◆ TEKS BACAAN
18 Apr 2019

Pulau Kolorai : Catatan dua hari satu malam di pulau kecil nun eksotis




Pulau Kolorai, nama pulau yang cukup terkenal untuk orang di Kabupaten Pulau Morotai tapi tidak untuk orang luar Pulau. Adalah karena tugas saya diberi kesempatan untuk menjajaki pulau yang identik dengan pasir putih dengan jumlah penduduk kurang lebih sekitar 100 KK dan minim fasilitas publik, bahkan air bersih saja harus dijatah. Cukup antusias memang ketika mengetahui deskripsi singkat tentang pulau yang satu ini, karena memang ini akan menjadi pengalaman pertama untuk bisa berkunjung di Pulau dengan karakteristik demikian.

◆ CUPLIKAN BARIS
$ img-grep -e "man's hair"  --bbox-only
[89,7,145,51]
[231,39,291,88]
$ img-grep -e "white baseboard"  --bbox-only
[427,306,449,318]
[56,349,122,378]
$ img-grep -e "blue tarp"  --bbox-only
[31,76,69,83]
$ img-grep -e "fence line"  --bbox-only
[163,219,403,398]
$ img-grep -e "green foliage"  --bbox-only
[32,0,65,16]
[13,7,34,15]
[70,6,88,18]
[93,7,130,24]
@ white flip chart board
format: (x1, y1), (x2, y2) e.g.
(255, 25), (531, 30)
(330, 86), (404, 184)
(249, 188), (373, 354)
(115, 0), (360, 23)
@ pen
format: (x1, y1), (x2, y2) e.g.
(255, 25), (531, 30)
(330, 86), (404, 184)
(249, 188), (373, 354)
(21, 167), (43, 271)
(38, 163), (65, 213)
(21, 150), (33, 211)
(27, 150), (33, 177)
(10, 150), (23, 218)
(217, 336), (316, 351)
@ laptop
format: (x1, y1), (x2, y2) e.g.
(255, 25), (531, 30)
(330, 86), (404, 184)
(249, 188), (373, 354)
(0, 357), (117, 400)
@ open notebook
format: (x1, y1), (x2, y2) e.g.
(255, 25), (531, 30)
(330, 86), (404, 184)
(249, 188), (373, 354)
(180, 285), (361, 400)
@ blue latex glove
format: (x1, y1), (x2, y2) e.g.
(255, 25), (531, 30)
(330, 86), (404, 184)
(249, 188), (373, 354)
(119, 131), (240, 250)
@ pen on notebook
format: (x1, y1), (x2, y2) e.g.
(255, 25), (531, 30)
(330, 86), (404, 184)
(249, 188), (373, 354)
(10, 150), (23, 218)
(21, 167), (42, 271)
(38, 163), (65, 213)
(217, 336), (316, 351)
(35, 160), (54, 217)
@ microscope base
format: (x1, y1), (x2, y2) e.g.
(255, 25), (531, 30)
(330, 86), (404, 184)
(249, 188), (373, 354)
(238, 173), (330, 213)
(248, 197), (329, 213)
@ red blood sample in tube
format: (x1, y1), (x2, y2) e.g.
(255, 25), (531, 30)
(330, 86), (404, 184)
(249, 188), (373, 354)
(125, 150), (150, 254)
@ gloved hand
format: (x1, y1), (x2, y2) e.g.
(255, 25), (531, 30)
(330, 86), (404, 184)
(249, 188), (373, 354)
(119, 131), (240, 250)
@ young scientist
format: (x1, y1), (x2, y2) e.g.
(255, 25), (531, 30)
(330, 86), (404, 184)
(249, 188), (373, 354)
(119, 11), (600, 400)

◆ DAFTAR TUGAS
a - Menurut teks bacaan di atas, berapa kira-kira jumlah penduduk Pulau Kolorai?
b - Salin tanpa perubahan bagian teks bacaan tentang Pulau Kolorai yang dibuka dengan kata-kata "Pulau Kolorai, nama" dan ditutup dengan "dengan karakteristik demikian.".

◆ JAWABAN TUGAS
a - Kurang lebih sekitar 100 KK.

b -
Pulau Kolorai, nama pulau yang cukup terkenal untuk orang di Kabupaten Pulau Morotai tapi tidak untuk orang luar Pulau. Adalah karena tugas saya diberi kesempatan untuk menjajaki pulau yang identik dengan pasir putih dengan jumlah penduduk kurang lebih sekitar 100 KK dan minim fasilitas publik, bahkan air bersih saja harus dijatah. Cukup antusias memang ketika mengetahui deskripsi singkat tentang pulau yang satu ini, karena memang ini akan menjadi pengalaman pertama untuk bisa berkunjung di Pulau dengan karakteristik demikian.